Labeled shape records
## START

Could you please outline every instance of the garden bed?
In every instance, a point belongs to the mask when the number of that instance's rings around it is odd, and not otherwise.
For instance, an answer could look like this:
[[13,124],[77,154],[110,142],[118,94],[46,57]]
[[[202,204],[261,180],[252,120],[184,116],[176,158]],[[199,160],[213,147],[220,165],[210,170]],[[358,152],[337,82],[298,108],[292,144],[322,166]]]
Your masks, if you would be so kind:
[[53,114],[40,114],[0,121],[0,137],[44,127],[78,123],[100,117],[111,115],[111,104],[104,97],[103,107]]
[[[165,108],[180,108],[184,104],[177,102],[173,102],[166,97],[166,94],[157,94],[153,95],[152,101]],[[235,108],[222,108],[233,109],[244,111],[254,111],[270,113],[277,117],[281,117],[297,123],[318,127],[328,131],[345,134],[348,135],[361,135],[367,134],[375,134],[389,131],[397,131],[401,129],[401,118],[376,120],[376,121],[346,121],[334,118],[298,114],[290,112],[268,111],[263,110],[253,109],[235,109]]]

## END
## START

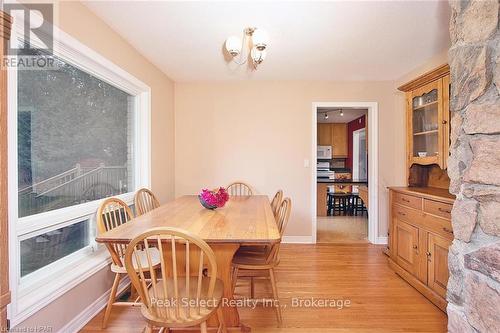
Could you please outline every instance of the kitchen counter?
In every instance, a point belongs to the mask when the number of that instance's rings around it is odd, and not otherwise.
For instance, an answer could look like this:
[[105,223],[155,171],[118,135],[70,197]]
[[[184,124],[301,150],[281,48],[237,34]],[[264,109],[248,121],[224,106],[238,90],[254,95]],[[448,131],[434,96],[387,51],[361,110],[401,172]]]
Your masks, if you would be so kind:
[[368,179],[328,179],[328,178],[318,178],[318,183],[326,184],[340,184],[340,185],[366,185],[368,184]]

## END

Work required
Tally the lines above that contain the string "please", where case counts. Give only the number.

Result below
2